◆ **TASK OBJECTIVE**:
Copy the data word for word, starting at the line that contains "of the metal" and continuing through the last line of the data.

◆ **PROVIDED RECORDS**:
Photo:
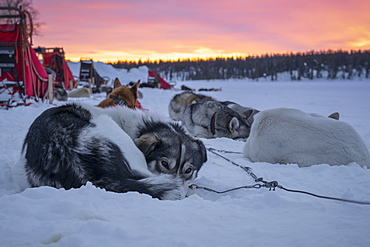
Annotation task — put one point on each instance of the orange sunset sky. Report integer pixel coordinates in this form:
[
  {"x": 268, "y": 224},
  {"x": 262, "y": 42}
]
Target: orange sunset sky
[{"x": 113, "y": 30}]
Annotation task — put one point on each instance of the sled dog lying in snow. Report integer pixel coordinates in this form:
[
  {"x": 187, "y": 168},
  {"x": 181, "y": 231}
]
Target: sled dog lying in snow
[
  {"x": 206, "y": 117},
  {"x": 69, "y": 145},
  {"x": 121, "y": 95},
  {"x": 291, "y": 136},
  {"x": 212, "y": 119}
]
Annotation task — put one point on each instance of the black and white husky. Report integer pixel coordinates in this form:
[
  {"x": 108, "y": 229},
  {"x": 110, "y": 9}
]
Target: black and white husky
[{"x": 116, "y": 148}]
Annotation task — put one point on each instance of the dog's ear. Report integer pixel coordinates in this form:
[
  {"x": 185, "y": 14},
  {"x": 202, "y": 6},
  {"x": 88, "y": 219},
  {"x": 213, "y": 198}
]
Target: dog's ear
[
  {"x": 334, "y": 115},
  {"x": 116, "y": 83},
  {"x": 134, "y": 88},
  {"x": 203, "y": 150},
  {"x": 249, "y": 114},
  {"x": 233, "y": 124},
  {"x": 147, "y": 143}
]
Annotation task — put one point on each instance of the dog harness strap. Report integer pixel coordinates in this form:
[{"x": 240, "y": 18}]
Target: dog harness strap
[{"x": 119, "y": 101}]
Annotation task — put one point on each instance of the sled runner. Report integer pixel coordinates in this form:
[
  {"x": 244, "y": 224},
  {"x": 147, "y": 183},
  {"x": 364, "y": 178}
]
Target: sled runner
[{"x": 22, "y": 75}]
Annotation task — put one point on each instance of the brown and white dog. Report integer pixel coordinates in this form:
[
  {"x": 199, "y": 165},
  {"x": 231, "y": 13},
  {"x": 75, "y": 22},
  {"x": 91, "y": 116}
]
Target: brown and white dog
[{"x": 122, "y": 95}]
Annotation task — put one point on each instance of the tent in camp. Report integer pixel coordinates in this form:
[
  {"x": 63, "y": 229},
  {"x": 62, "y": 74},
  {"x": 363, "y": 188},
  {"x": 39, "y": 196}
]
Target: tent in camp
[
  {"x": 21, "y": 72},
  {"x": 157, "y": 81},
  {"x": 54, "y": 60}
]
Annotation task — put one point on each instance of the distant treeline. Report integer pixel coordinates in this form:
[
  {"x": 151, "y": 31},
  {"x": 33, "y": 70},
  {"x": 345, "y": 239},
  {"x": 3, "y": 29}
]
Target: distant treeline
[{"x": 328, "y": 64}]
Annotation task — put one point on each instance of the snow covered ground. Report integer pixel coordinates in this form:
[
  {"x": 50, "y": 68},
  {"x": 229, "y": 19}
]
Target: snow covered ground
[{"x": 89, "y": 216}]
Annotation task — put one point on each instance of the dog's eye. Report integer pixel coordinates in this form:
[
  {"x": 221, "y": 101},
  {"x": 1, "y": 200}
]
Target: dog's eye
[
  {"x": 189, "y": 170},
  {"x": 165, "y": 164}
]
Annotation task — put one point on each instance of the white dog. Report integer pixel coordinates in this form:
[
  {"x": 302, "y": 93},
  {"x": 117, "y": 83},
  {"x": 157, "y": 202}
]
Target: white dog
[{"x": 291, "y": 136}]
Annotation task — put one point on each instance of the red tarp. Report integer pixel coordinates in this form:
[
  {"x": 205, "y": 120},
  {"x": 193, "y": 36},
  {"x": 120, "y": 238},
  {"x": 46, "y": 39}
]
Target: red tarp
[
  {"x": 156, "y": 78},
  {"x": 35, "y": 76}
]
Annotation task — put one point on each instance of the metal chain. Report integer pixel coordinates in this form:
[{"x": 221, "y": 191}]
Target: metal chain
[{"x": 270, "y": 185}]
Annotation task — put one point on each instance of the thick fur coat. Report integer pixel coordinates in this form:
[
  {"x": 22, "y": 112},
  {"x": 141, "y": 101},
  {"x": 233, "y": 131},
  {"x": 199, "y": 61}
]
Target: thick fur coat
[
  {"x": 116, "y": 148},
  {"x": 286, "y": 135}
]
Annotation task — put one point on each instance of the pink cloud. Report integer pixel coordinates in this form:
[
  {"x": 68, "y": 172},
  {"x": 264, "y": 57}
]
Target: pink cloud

◆ **WRITTEN RESPONSE**:
Annotation task — put one point on each instance of the metal chain. Report integer pixel coordinates in this form:
[{"x": 221, "y": 191}]
Target: metal chain
[{"x": 270, "y": 185}]
Annotation task — put one point on each instance of the thick fur coat. Report integer pixel coordinates in this form:
[
  {"x": 22, "y": 112},
  {"x": 141, "y": 101},
  {"x": 233, "y": 131},
  {"x": 199, "y": 61}
]
Target: thick fur coat
[
  {"x": 116, "y": 148},
  {"x": 286, "y": 135}
]
Annotation task — put one point on each instance of the pink cloud. Report integer pixel coordinates in this form:
[
  {"x": 68, "y": 172},
  {"x": 264, "y": 57}
]
Target: pink cloud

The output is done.